Brief: Reproduce every line of the items below verbatim, omitting the pictures from your answer.

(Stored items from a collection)
━━━━━━━━━━

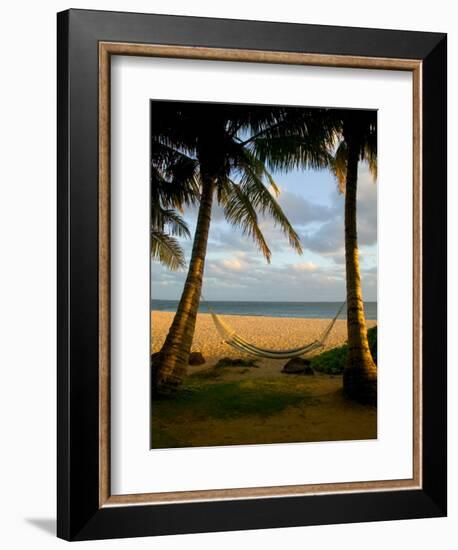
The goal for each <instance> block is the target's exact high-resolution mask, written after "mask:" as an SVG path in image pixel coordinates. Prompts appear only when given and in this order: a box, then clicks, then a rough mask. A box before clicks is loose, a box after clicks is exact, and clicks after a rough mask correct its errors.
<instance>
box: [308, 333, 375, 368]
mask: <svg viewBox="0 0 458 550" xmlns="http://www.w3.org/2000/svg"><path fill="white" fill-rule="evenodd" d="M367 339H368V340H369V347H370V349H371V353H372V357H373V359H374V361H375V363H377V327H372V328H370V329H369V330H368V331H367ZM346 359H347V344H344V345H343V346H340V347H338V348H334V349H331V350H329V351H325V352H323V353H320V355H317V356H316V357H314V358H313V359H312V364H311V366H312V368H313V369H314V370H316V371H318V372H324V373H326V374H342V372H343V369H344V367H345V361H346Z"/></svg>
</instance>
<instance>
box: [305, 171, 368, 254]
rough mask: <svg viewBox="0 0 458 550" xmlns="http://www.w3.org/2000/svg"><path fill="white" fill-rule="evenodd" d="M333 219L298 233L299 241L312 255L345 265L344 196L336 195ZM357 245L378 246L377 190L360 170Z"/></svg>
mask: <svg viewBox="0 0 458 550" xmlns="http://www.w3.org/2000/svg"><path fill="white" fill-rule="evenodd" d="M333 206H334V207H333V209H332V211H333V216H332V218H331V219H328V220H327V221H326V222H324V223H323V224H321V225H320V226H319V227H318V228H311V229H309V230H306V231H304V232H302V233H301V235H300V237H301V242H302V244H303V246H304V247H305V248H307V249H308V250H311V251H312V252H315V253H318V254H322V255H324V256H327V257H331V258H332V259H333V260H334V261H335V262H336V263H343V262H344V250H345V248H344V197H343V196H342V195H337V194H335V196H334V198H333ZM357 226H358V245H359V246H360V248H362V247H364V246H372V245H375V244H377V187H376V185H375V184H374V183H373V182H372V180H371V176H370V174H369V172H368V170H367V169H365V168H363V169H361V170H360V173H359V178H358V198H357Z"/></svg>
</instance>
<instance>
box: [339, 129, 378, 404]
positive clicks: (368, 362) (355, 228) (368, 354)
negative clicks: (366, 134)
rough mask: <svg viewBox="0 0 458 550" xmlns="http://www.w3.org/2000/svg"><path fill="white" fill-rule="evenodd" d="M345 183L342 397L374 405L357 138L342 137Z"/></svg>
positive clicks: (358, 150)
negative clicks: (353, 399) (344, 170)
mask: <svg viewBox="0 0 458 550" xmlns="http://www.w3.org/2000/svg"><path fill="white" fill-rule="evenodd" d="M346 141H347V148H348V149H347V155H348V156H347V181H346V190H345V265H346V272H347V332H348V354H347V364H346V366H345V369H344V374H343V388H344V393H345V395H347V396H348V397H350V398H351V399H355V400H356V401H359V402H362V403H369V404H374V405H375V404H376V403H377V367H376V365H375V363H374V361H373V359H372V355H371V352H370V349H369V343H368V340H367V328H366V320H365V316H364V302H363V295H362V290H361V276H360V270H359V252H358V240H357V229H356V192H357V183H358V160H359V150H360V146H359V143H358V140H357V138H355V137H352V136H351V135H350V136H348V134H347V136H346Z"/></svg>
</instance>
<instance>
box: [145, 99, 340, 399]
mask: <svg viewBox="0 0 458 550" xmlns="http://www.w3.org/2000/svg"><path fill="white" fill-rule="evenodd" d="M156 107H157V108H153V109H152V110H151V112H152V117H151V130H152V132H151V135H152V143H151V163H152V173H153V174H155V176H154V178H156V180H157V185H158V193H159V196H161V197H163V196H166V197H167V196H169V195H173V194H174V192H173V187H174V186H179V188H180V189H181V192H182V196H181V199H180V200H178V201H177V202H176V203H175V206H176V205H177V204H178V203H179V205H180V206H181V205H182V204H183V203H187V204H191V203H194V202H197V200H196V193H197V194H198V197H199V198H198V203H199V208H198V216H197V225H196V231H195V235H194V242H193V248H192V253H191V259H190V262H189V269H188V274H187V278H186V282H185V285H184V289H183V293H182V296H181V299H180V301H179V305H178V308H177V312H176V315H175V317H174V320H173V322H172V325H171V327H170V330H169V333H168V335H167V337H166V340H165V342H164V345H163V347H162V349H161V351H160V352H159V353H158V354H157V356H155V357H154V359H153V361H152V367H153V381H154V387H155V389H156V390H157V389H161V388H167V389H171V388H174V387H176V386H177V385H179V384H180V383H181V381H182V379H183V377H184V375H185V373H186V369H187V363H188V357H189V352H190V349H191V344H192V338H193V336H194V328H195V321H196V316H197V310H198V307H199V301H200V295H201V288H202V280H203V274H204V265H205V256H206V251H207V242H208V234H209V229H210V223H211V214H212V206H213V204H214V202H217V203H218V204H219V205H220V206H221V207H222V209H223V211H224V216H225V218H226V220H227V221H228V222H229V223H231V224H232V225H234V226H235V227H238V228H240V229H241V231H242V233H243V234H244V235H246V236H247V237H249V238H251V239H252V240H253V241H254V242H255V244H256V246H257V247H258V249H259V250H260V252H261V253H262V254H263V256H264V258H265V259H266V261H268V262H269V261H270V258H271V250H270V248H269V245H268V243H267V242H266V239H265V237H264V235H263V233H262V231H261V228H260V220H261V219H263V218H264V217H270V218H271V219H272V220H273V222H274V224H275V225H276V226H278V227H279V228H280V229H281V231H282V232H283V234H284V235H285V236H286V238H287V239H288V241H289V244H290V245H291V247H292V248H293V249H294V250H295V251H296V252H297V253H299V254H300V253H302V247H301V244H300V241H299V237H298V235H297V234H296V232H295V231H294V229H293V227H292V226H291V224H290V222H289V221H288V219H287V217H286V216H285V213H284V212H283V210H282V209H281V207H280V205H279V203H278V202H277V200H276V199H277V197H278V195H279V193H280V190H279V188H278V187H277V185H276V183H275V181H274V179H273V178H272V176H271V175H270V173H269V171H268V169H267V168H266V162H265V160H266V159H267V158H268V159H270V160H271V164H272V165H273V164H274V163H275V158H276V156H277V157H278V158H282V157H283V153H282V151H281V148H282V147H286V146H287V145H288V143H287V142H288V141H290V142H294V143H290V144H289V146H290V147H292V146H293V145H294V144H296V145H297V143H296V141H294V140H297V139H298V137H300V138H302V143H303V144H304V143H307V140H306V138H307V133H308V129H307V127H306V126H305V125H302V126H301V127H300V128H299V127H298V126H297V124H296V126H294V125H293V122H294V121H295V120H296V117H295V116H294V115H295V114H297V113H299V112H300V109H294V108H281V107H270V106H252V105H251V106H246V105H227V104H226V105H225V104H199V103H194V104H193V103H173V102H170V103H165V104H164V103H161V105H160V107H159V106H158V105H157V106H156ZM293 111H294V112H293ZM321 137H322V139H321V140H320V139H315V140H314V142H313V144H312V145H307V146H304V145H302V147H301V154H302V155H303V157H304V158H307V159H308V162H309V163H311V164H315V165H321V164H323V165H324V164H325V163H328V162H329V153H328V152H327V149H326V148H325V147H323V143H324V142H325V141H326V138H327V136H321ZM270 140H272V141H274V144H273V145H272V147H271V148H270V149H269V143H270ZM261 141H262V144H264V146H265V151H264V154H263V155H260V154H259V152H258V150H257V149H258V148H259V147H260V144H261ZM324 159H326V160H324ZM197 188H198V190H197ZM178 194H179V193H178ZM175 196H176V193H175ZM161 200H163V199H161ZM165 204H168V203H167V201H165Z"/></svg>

━━━━━━━━━━

Response for this exercise:
The goal for each <instance> block is the target's exact high-resolution mask, written after "mask:" as an SVG path in image pixel coordinates. Prompts appear only when given and in this order: a box, then clicks, then a rough mask. A box before clicks is loose, a box after clicks is exact, and clicks after a rough mask correct its errors.
<instance>
box: [308, 333, 375, 368]
mask: <svg viewBox="0 0 458 550" xmlns="http://www.w3.org/2000/svg"><path fill="white" fill-rule="evenodd" d="M367 339H368V340H369V347H370V349H371V353H372V357H373V359H374V361H375V363H377V327H372V328H370V329H369V330H368V331H367ZM346 359H347V344H344V345H343V346H340V347H338V348H334V349H331V350H329V351H325V352H323V353H320V355H317V356H316V357H314V358H313V359H312V364H311V366H312V368H313V369H314V370H316V371H318V372H324V373H326V374H342V372H343V369H344V367H345V361H346Z"/></svg>
</instance>
<instance>
box: [305, 171, 368, 254]
rough mask: <svg viewBox="0 0 458 550" xmlns="http://www.w3.org/2000/svg"><path fill="white" fill-rule="evenodd" d="M333 219L298 233L299 241L312 255L345 265L344 196L336 195ZM357 245L378 246L377 190L360 170Z"/></svg>
mask: <svg viewBox="0 0 458 550" xmlns="http://www.w3.org/2000/svg"><path fill="white" fill-rule="evenodd" d="M333 206H334V207H333V209H332V211H333V216H332V218H331V219H328V220H327V221H326V222H324V223H323V224H321V225H320V226H319V227H318V228H311V229H309V230H306V231H304V232H302V233H301V235H300V237H301V242H302V244H303V246H304V247H305V248H307V249H308V250H311V251H312V252H315V253H318V254H322V255H324V256H327V257H331V258H332V259H333V260H334V261H335V262H336V263H343V262H344V250H345V248H344V197H343V196H342V195H337V194H335V196H334V198H333ZM357 226H358V245H359V246H360V248H362V247H364V246H372V245H375V244H377V187H376V185H375V184H374V183H373V182H372V180H371V176H370V174H369V172H368V170H367V169H365V168H363V169H361V170H360V173H359V178H358V198H357Z"/></svg>
</instance>
<instance>
box: [339, 129, 378, 404]
positive clicks: (368, 362) (355, 228) (368, 354)
negative clicks: (366, 134)
rough mask: <svg viewBox="0 0 458 550" xmlns="http://www.w3.org/2000/svg"><path fill="white" fill-rule="evenodd" d="M345 183L342 397L374 405L357 138L342 137Z"/></svg>
positive clicks: (358, 150)
negative clicks: (353, 399) (344, 170)
mask: <svg viewBox="0 0 458 550" xmlns="http://www.w3.org/2000/svg"><path fill="white" fill-rule="evenodd" d="M346 141H347V148H348V149H347V155H348V156H347V181H346V190H345V265H346V272H347V332H348V354H347V364H346V366H345V369H344V374H343V388H344V393H345V395H347V396H348V397H350V398H351V399H355V400H356V401H359V402H362V403H369V404H374V405H375V404H376V403H377V367H376V365H375V363H374V361H373V359H372V355H371V352H370V349H369V343H368V340H367V328H366V320H365V316H364V302H363V295H362V290H361V276H360V270H359V252H358V240H357V229H356V192H357V183H358V160H359V150H360V146H359V143H358V140H357V138H355V137H352V136H351V135H350V136H348V134H347V136H346Z"/></svg>
</instance>
<instance>
box: [145, 99, 340, 399]
mask: <svg viewBox="0 0 458 550" xmlns="http://www.w3.org/2000/svg"><path fill="white" fill-rule="evenodd" d="M156 107H157V108H153V109H152V110H151V112H152V117H151V130H152V132H151V135H152V143H151V163H152V173H153V174H155V176H154V178H156V180H157V185H158V193H159V196H161V197H163V196H166V197H167V196H169V195H173V194H174V192H173V187H174V186H179V188H180V189H181V192H182V196H181V199H180V200H178V201H177V202H176V203H175V206H176V205H177V204H178V203H179V205H180V206H181V205H182V204H183V203H187V204H191V203H194V202H197V200H196V193H197V194H198V197H199V198H198V203H199V208H198V216H197V225H196V231H195V235H194V242H193V248H192V253H191V259H190V262H189V269H188V274H187V278H186V282H185V285H184V289H183V293H182V296H181V299H180V301H179V305H178V308H177V312H176V315H175V317H174V320H173V322H172V325H171V327H170V330H169V333H168V335H167V337H166V340H165V342H164V345H163V347H162V349H161V351H160V352H159V353H158V354H157V356H155V357H154V359H153V361H152V367H153V381H154V387H155V389H156V390H157V389H161V388H167V389H171V388H174V387H176V386H177V385H179V384H180V383H181V381H182V379H183V377H184V375H185V373H186V369H187V363H188V357H189V352H190V349H191V344H192V338H193V336H194V328H195V321H196V316H197V310H198V307H199V301H200V295H201V288H202V280H203V274H204V265H205V256H206V251H207V242H208V234H209V229H210V223H211V214H212V206H213V204H214V202H217V203H218V204H219V205H220V206H221V207H222V209H223V211H224V216H225V218H226V220H227V221H228V222H229V223H231V224H232V225H234V226H235V227H238V228H240V229H241V231H242V233H243V234H244V235H246V236H247V237H249V238H251V239H252V240H253V241H254V242H255V244H256V246H257V247H258V249H259V250H260V252H261V253H262V254H263V256H264V258H265V259H266V261H268V262H269V261H270V258H271V250H270V248H269V245H268V243H267V242H266V239H265V237H264V235H263V233H262V231H261V228H260V220H261V219H263V218H264V217H270V218H271V219H272V220H273V222H274V224H275V225H276V226H278V227H279V228H280V229H281V231H282V232H283V234H284V235H285V236H286V238H287V239H288V241H289V244H290V245H291V247H292V248H293V249H294V250H295V251H296V252H297V253H299V254H300V253H302V247H301V244H300V241H299V237H298V235H297V234H296V232H295V231H294V229H293V227H292V226H291V224H290V222H289V221H288V219H287V217H286V216H285V213H284V212H283V210H282V209H281V207H280V205H279V203H278V202H277V200H276V199H277V197H278V195H279V193H280V190H279V188H278V187H277V185H276V183H275V181H274V179H273V178H272V176H271V175H270V173H269V171H268V169H267V168H266V162H265V160H266V159H267V158H268V159H270V160H271V164H272V165H273V164H274V163H275V158H276V156H277V157H278V158H282V157H283V153H282V151H281V148H282V147H286V146H287V145H288V143H287V142H288V141H290V142H294V143H290V144H289V146H290V147H292V146H293V145H294V144H296V145H297V143H296V141H294V140H297V139H298V137H300V138H302V143H303V144H304V143H307V140H306V138H307V133H308V129H307V127H306V126H305V125H302V126H301V127H300V128H299V127H298V126H297V124H296V126H294V125H293V122H294V121H295V120H296V117H295V116H294V115H295V114H297V113H299V112H300V109H294V108H281V107H270V106H252V105H251V106H246V105H227V104H226V105H225V104H199V103H194V104H193V103H173V102H170V103H165V104H164V103H161V105H160V107H159V106H158V105H157V106H156ZM293 111H294V112H293ZM321 137H322V139H321V140H320V139H315V140H314V142H313V144H312V145H307V146H304V145H302V147H301V154H302V155H303V157H304V158H307V159H308V162H309V163H311V164H315V165H321V164H323V165H324V164H325V163H328V162H329V153H328V152H327V149H326V148H325V147H323V143H324V142H325V141H326V138H327V136H321ZM270 140H272V141H274V144H273V145H272V147H271V148H270V149H269V143H270ZM261 141H262V144H264V146H265V151H264V154H263V155H260V154H259V152H258V150H257V149H258V148H259V147H260V144H261ZM324 159H326V160H324ZM197 188H198V190H197ZM178 194H179V193H178ZM175 196H176V193H175ZM161 200H163V199H161ZM165 204H168V203H167V201H165Z"/></svg>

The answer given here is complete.